▸ **Selected passage**
◇ ◇ ◇ ◇ ◇ ◇ ◇

Television series frequently come into their own in the second season. It sometimes takes the writers a year to get the feel of the characters and discover what type of plots will work for a show. (Star Trek: The Next Generation is a great example of this tendency.) The first season of The Wire was excellent though, and I didn't really think the second season could improve on the tight scripts and excellent acting that the first season presented. As a matter of fact, I was expecting the quality to go down somewhat. Well, I was wrong. The second season is even better than the first, as hard as that is to believe.
Note: This review talks about events that happen at the end of the first season. If you haven't seen that yet, you might what to skip down to the technical review.
Like the premier set of shows, this season of The Wire focuses on a single case. The program follows both the police and the lawbreakers as a case comes together, showing the pressures all of the characters are under, both in their family life and professionally.
As the show starts, many of the cops from last year didn't quite land on their feet after the big drug busts that concluded last season. As everyone knows, McNulty was assigned to the harbor patrol (they do explain how that happened too, I was happy to find out.) Lt. Daniels has been assigned to the evidence room, and after being shot, Kima is at a desk job, which she hates but her partner loves.
McNulty isn't happy where he's landed, of corse, and he still tries
to makes life as rough as he can for Col. Rawls, the man who gave him the
assignment. When Port Authority agent, Officer Beadie Russell discovers
a cargo container with 13 dead women the various jurisdictions start fighting
over who has to take it. It is an unsolvable case that no one wants,
but McNulty pulls some stunts that ensures that file lands in homicide's
Added to that are the dealings of the Barksdale gang. Though the
head, Avon, is in jail, Stringer Bell is still keeping the drugs flowing.
There are problems both in and out of jail though, and Barksdale's hold
on his territory is not as firm as it may seem.
I was happy to see that all of the old characters are back in this season, even some of the more minor players. Omar, my favorite character from the first season, makes an appearance. He comes back to testify against Bird and his scene on the stand is excellent. Bubbles has some screen time too. The great thing is that all of the people are worked in logically. There is a reason for everyone to be in the show, and they all make sense. (The only exception was Carver's return to the unit, which was plausible but not probable in my opinion.)
This show continues to have the best scripts of any show on TV today,
and excellent acting. The show continues to surprise me with how
engaging and engrossing the plots and characters are. If you enjoyed
the first season, this one is even better.
Like the previous season, this five disc set comes in a book like case. The cover opens up to revel five pages, each with a separate DVD. I really like this design for multi-disc sets. It is more compact than having five Amaray cases, and much more wieldy than the foldout type case.

◇ ◇ ◇ ◇ ◇ ◇ ◇

▸ **Listed entries**

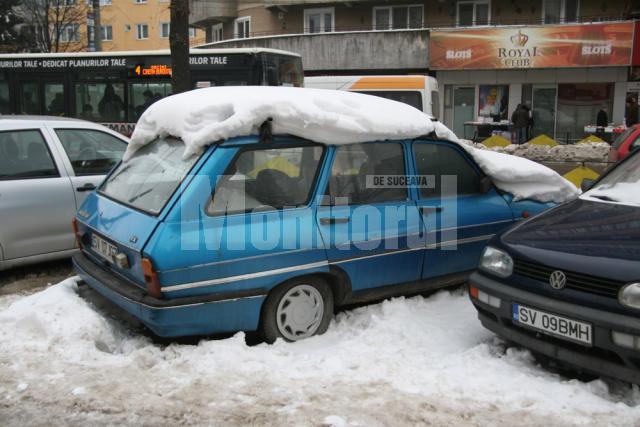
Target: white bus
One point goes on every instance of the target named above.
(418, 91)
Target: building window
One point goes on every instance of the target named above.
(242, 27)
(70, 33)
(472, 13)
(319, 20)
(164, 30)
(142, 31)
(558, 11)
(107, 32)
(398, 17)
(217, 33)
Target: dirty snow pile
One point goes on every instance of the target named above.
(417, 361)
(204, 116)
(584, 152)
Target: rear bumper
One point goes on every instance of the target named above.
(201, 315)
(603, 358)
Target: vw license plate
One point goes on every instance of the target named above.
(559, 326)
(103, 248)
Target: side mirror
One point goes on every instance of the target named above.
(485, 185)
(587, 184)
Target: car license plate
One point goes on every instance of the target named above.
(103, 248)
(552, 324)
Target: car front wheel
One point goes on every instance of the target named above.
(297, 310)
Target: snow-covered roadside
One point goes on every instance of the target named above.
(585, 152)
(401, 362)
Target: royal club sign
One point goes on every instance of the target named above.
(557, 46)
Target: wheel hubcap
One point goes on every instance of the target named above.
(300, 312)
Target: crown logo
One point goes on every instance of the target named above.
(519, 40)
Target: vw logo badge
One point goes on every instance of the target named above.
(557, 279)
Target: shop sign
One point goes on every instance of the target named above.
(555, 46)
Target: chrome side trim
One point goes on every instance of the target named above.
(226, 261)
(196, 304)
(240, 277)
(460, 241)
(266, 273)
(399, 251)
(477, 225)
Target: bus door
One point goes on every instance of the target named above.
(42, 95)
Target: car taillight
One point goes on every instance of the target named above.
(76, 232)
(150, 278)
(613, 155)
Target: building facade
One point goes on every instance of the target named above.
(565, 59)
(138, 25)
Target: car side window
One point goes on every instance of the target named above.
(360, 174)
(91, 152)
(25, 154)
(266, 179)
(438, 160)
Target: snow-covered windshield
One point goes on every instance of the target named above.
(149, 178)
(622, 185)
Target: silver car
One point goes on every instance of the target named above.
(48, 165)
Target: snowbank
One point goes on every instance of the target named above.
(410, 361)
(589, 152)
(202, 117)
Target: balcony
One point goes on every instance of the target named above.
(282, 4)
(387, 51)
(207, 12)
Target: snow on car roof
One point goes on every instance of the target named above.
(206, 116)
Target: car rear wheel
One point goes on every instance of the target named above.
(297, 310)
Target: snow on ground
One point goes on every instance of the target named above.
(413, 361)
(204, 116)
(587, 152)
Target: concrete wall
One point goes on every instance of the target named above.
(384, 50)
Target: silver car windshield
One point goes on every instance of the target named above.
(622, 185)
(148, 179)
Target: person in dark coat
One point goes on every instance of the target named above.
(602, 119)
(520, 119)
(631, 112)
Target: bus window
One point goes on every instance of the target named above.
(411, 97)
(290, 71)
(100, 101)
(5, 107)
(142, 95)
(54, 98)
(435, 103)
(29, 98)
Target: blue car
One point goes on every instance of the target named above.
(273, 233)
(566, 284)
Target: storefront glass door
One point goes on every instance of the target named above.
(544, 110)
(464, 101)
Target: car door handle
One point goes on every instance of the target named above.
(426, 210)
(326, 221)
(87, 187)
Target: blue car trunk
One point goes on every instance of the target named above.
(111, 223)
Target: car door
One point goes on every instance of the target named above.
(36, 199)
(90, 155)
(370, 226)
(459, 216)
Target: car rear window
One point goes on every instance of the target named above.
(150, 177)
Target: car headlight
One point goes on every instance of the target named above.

◇ ◇ ◇ ◇ ◇ ◇ ◇

▸ **Exercise set**
A) Print the stretch of the records from the line containing "Target: car rear window" through the end of the records, reproducing each of those lines verbatim.
B) Supply what comes next in the review of the second season of The Wire, picking up after its final sentence.

▸ **Task-by-task results**
A)
Target: car rear window
One point goes on every instance of the target named above.
(150, 177)
Target: car headlight
One point goes on every instance of the target named above.

B)
This set has a good set of audio options. Viewers can listen to this show in stereo in French, Spanish, and English, and there is a 5.1 mix in English too. The show sounded excellent. The show was very busy with a lot of sounds in the background, from canisters being offloaded from ships on the docks to prison noises and gun shots. All of the sounds in the foreground and background come through clean and clear. The mix is very dynamic with a lot of highs and lows, going from a loud club to a quiet alley with both sounding good. The 5.1 mix made good use of the soundstage, throwing background noises and music to the rears to create an enveloping sound. A great sounding show. There are also subtitles in French, Spanish, and English.
The full frame video looks as good as the show sounds. There are a lot of dark scenes taking place in project buildings and alleyways where details are still visible. The colors are accurate and the flesh tones look real. With only two or three hour long shows on each DVD, digital defects are not prevalent, though some aliasing is visible. The show looks very good.
The only extras on this set are audio commentaries accompanying two episodes. Episode 6 has a commentary by Dominic West (McNulty) and Michael K. Williams (Omar.) It was fun to hear Dominic's natural speaking voice with his British accent that isn't apparent in th series. Episode 12 has a commentary by co-producer Karen L. Thorson and editor Thom Zimny. Neither commentary was very exciting. There were a lot of dead spaces in both, and neither really held my interest for very long. In addition, the levels of the commentaries were a little low, and sometimes the show overpowered the people speaking. I was really disappointed, as I was with the first set, that they didn't include more.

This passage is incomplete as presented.